WHAT THIS TASK INVOLVES = Pull out every line of the data below that contains the word "metal", and list them in order.

-- start of EXERCISE MATERIALS --

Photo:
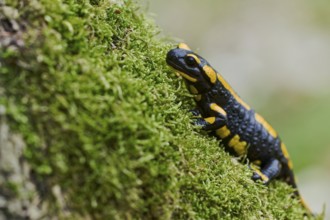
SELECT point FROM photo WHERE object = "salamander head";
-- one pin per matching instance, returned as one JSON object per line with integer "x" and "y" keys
{"x": 193, "y": 68}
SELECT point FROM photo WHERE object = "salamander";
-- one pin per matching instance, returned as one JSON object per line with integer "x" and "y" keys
{"x": 242, "y": 131}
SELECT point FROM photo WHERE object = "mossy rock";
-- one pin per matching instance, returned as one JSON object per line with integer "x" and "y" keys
{"x": 106, "y": 122}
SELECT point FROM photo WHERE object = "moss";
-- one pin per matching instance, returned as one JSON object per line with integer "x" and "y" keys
{"x": 106, "y": 120}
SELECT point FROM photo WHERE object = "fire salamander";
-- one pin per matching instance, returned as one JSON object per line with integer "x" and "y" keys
{"x": 243, "y": 132}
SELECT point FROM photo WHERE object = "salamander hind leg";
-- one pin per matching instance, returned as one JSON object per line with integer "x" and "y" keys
{"x": 269, "y": 171}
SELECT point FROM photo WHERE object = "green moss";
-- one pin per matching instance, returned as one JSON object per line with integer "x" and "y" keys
{"x": 106, "y": 120}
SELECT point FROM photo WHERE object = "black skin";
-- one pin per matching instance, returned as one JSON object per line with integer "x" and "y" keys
{"x": 262, "y": 146}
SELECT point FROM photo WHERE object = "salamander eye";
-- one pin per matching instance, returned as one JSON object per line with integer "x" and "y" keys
{"x": 190, "y": 61}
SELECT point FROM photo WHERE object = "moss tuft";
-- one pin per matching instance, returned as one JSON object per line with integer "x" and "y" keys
{"x": 105, "y": 120}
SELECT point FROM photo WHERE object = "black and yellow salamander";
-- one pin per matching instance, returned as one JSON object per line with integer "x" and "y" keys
{"x": 243, "y": 132}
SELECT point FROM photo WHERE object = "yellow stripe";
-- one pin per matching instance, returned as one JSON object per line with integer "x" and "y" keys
{"x": 239, "y": 146}
{"x": 186, "y": 76}
{"x": 223, "y": 132}
{"x": 210, "y": 73}
{"x": 218, "y": 109}
{"x": 193, "y": 89}
{"x": 195, "y": 57}
{"x": 265, "y": 124}
{"x": 228, "y": 87}
{"x": 263, "y": 176}
{"x": 183, "y": 46}
{"x": 286, "y": 155}
{"x": 210, "y": 120}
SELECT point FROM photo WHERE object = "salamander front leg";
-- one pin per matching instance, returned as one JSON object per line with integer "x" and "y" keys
{"x": 268, "y": 172}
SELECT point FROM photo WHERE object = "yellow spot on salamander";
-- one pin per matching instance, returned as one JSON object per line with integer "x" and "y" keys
{"x": 198, "y": 98}
{"x": 257, "y": 171}
{"x": 239, "y": 146}
{"x": 187, "y": 77}
{"x": 223, "y": 132}
{"x": 183, "y": 46}
{"x": 257, "y": 162}
{"x": 218, "y": 109}
{"x": 210, "y": 73}
{"x": 210, "y": 120}
{"x": 265, "y": 124}
{"x": 193, "y": 89}
{"x": 232, "y": 92}
{"x": 286, "y": 155}
{"x": 195, "y": 57}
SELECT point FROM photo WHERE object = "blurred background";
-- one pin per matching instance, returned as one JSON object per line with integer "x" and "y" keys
{"x": 276, "y": 55}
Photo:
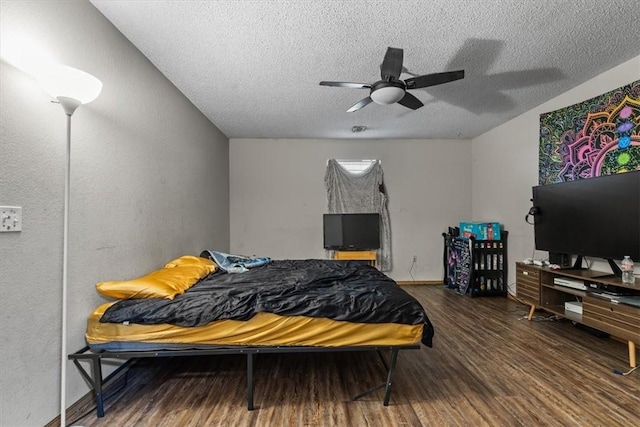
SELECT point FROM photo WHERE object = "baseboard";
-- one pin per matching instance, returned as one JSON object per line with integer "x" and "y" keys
{"x": 87, "y": 403}
{"x": 419, "y": 282}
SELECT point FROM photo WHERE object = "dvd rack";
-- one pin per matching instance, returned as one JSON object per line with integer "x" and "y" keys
{"x": 488, "y": 266}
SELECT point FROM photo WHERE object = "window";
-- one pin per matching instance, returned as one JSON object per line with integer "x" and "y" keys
{"x": 356, "y": 166}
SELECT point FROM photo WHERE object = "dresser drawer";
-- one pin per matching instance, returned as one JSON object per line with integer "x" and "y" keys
{"x": 528, "y": 283}
{"x": 619, "y": 320}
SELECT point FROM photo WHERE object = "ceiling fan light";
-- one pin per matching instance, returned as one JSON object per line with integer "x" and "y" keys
{"x": 387, "y": 95}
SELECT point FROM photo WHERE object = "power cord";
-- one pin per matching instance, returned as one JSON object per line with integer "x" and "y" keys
{"x": 617, "y": 372}
{"x": 413, "y": 264}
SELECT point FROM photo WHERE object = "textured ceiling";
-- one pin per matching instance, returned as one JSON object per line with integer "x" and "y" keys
{"x": 253, "y": 67}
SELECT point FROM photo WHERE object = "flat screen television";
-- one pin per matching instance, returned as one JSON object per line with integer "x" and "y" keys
{"x": 351, "y": 231}
{"x": 597, "y": 217}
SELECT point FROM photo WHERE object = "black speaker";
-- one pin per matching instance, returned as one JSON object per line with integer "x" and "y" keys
{"x": 563, "y": 260}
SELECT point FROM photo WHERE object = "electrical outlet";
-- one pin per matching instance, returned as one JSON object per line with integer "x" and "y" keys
{"x": 10, "y": 219}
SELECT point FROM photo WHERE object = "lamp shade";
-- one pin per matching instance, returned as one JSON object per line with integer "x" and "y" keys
{"x": 61, "y": 81}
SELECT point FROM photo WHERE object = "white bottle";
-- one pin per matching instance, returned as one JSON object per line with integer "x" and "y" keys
{"x": 627, "y": 270}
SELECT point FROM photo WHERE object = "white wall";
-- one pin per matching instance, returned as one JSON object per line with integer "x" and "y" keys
{"x": 505, "y": 163}
{"x": 278, "y": 196}
{"x": 149, "y": 182}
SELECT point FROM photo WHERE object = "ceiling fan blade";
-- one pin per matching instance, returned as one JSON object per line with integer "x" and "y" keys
{"x": 347, "y": 84}
{"x": 410, "y": 101}
{"x": 362, "y": 103}
{"x": 433, "y": 79}
{"x": 392, "y": 65}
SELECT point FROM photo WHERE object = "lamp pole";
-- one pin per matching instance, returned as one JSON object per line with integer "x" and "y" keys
{"x": 71, "y": 88}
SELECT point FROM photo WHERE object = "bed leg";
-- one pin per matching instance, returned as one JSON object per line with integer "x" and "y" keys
{"x": 250, "y": 381}
{"x": 387, "y": 392}
{"x": 96, "y": 370}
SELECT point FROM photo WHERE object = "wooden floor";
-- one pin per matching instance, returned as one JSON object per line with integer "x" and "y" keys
{"x": 488, "y": 367}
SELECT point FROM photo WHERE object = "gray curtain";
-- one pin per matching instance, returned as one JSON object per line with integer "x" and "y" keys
{"x": 361, "y": 193}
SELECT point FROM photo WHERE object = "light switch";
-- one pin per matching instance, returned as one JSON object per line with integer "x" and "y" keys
{"x": 10, "y": 219}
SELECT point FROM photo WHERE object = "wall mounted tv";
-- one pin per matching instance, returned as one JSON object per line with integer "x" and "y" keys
{"x": 351, "y": 231}
{"x": 597, "y": 217}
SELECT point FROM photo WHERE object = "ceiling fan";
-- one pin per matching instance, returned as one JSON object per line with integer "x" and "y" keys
{"x": 391, "y": 89}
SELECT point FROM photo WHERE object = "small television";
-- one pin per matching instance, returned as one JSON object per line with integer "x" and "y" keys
{"x": 351, "y": 231}
{"x": 597, "y": 217}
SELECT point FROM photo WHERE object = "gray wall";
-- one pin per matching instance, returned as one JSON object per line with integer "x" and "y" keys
{"x": 149, "y": 182}
{"x": 278, "y": 196}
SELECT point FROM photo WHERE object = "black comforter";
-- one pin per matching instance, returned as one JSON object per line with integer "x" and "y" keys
{"x": 338, "y": 290}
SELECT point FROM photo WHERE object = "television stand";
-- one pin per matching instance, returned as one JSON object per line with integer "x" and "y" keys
{"x": 592, "y": 298}
{"x": 369, "y": 256}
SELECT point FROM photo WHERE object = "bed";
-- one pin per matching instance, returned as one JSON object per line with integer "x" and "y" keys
{"x": 194, "y": 306}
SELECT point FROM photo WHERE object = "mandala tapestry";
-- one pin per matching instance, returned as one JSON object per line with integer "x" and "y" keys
{"x": 600, "y": 136}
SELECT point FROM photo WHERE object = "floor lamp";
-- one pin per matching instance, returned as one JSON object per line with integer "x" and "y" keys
{"x": 71, "y": 88}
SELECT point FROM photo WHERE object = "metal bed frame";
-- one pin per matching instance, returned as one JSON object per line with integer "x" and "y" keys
{"x": 97, "y": 382}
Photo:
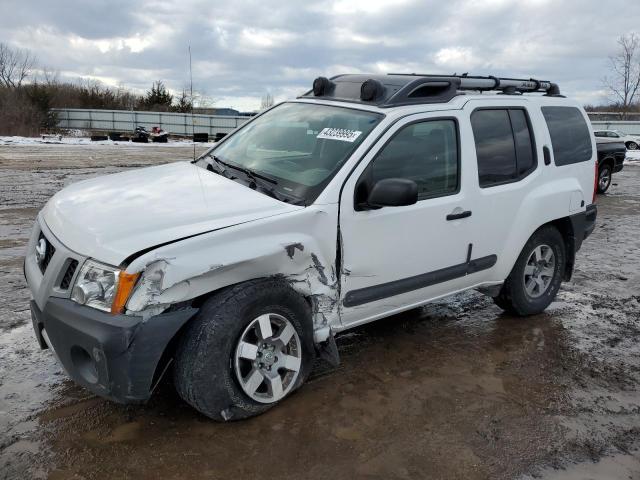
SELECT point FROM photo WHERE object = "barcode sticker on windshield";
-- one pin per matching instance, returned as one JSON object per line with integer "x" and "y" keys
{"x": 341, "y": 134}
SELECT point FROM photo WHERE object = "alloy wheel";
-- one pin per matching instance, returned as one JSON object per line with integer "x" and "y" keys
{"x": 539, "y": 271}
{"x": 268, "y": 358}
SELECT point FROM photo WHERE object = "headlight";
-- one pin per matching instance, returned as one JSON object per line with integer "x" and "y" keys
{"x": 103, "y": 287}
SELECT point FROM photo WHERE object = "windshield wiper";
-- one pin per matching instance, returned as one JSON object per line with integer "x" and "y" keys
{"x": 252, "y": 175}
{"x": 257, "y": 179}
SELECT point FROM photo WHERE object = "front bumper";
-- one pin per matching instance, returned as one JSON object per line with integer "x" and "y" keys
{"x": 115, "y": 356}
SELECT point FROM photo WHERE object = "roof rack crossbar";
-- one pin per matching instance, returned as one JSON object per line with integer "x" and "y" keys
{"x": 488, "y": 83}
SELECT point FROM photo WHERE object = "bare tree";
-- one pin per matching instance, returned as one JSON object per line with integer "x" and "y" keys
{"x": 15, "y": 66}
{"x": 624, "y": 81}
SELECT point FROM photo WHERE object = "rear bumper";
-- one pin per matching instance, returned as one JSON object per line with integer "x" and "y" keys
{"x": 590, "y": 214}
{"x": 583, "y": 224}
{"x": 619, "y": 164}
{"x": 114, "y": 356}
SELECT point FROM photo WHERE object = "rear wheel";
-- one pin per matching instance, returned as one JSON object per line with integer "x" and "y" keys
{"x": 604, "y": 177}
{"x": 248, "y": 348}
{"x": 536, "y": 277}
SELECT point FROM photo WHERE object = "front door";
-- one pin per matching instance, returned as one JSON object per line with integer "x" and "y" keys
{"x": 395, "y": 257}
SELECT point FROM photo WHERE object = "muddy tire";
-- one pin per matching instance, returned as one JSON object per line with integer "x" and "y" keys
{"x": 227, "y": 365}
{"x": 604, "y": 177}
{"x": 535, "y": 279}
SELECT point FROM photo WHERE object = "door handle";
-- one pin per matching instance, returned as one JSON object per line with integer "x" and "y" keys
{"x": 547, "y": 155}
{"x": 459, "y": 215}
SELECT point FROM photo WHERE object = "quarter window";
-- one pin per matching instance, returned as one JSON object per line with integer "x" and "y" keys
{"x": 570, "y": 137}
{"x": 425, "y": 152}
{"x": 504, "y": 145}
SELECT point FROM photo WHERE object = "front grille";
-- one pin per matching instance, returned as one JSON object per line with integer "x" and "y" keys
{"x": 68, "y": 275}
{"x": 48, "y": 255}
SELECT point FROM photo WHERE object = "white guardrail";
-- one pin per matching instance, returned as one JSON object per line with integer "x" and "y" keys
{"x": 126, "y": 121}
{"x": 185, "y": 124}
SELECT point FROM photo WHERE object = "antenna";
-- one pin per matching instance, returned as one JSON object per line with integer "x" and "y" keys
{"x": 193, "y": 124}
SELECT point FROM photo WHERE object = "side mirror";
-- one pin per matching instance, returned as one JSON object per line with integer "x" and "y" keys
{"x": 393, "y": 192}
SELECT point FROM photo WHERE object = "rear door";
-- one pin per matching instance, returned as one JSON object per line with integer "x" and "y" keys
{"x": 507, "y": 169}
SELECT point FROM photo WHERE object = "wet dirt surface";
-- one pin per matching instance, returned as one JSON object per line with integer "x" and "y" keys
{"x": 454, "y": 390}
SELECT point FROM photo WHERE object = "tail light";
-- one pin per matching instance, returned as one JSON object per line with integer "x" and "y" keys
{"x": 595, "y": 183}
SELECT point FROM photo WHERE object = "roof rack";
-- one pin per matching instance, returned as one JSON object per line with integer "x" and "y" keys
{"x": 509, "y": 86}
{"x": 396, "y": 89}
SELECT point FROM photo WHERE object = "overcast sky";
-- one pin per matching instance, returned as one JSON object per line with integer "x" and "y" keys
{"x": 243, "y": 49}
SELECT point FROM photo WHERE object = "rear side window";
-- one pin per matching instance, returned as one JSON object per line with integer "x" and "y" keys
{"x": 570, "y": 136}
{"x": 504, "y": 145}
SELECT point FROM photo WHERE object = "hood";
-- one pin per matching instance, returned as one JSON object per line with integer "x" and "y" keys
{"x": 112, "y": 217}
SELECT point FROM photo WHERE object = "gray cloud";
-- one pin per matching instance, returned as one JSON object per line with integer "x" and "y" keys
{"x": 243, "y": 49}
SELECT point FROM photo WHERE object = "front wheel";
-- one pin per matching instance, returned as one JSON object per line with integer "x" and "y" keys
{"x": 248, "y": 348}
{"x": 535, "y": 279}
{"x": 604, "y": 178}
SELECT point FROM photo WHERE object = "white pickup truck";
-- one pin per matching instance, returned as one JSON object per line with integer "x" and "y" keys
{"x": 367, "y": 196}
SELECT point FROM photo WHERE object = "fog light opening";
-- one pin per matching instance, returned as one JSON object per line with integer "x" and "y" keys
{"x": 85, "y": 366}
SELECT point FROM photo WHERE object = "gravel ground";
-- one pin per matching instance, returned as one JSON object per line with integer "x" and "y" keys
{"x": 453, "y": 390}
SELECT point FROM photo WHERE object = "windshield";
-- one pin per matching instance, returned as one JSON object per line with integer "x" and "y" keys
{"x": 298, "y": 146}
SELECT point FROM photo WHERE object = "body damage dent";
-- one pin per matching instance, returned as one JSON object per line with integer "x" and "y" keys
{"x": 170, "y": 279}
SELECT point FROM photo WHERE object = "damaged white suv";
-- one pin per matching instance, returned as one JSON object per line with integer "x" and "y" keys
{"x": 367, "y": 196}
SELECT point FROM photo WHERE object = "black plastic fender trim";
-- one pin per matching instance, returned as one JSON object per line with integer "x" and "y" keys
{"x": 404, "y": 285}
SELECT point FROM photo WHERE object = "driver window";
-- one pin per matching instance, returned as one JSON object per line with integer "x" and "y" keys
{"x": 425, "y": 152}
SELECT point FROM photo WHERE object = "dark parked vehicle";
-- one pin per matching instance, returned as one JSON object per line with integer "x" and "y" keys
{"x": 611, "y": 155}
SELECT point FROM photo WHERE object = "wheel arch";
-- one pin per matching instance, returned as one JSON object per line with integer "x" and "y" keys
{"x": 197, "y": 302}
{"x": 567, "y": 229}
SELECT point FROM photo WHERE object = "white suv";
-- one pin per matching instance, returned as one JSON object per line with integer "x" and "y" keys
{"x": 367, "y": 196}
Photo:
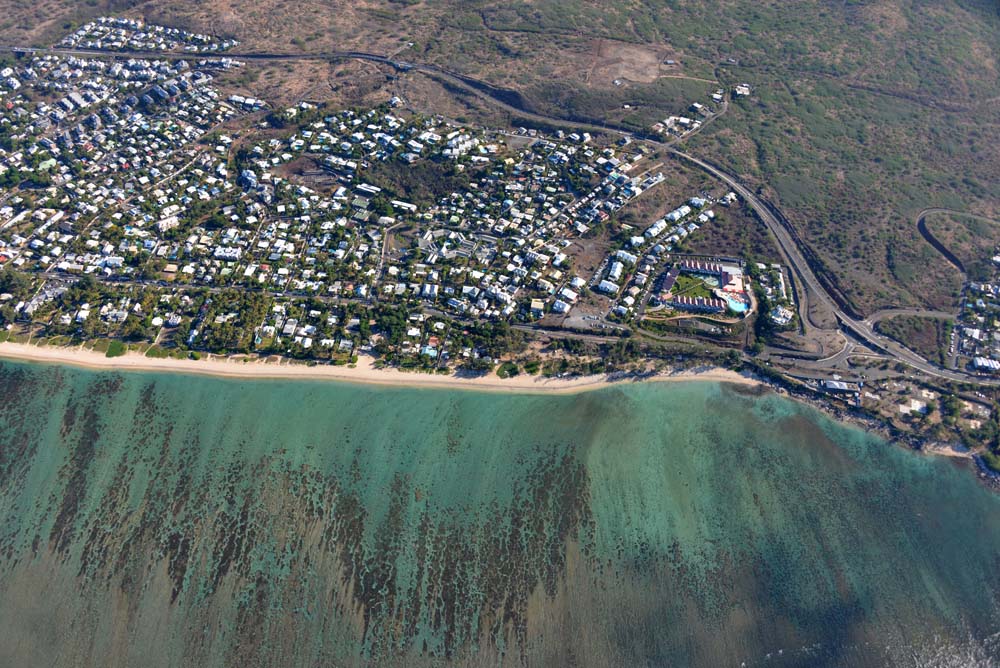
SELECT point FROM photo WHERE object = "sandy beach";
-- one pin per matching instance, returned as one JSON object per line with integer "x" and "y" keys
{"x": 364, "y": 371}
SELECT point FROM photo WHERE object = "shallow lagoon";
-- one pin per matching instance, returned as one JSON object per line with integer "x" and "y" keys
{"x": 160, "y": 519}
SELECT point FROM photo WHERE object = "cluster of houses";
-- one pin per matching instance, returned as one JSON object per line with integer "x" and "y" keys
{"x": 976, "y": 337}
{"x": 723, "y": 281}
{"x": 629, "y": 272}
{"x": 110, "y": 33}
{"x": 138, "y": 180}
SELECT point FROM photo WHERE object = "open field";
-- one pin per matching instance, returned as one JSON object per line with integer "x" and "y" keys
{"x": 926, "y": 336}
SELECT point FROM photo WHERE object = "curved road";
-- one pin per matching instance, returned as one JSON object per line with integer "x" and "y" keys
{"x": 813, "y": 294}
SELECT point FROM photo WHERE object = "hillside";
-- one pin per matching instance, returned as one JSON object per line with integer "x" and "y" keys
{"x": 862, "y": 113}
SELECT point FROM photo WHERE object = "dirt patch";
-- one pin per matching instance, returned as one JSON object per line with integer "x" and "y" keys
{"x": 620, "y": 61}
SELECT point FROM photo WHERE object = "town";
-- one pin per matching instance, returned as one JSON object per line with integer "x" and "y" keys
{"x": 142, "y": 204}
{"x": 148, "y": 206}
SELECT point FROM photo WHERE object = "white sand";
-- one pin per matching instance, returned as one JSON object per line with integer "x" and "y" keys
{"x": 364, "y": 372}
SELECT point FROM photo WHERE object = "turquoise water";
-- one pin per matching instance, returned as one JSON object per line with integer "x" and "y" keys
{"x": 150, "y": 519}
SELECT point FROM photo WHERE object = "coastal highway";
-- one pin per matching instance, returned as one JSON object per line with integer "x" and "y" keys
{"x": 815, "y": 292}
{"x": 816, "y": 305}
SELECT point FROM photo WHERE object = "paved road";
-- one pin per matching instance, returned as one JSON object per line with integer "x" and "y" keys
{"x": 813, "y": 296}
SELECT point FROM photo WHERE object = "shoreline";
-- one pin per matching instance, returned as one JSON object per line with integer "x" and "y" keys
{"x": 364, "y": 372}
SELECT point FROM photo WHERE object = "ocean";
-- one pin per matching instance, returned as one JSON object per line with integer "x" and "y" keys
{"x": 172, "y": 520}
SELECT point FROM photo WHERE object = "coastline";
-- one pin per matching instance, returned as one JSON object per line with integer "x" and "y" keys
{"x": 364, "y": 372}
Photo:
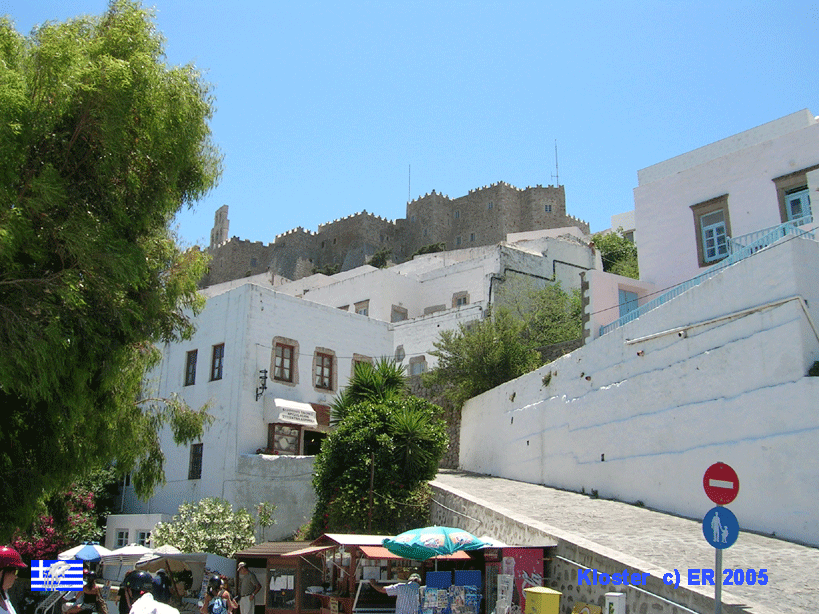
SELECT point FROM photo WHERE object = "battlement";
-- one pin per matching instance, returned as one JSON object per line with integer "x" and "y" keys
{"x": 293, "y": 231}
{"x": 362, "y": 213}
{"x": 428, "y": 195}
{"x": 240, "y": 244}
{"x": 484, "y": 216}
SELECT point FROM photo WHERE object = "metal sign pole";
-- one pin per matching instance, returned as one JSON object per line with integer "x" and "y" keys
{"x": 718, "y": 581}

-- end of EXERCISE MATERIALS --

TASK SOLUTION =
SELECT point FROM photo WHERE object = "metal bed frame";
SELECT point FROM photo WHERE object = "metal sign pole";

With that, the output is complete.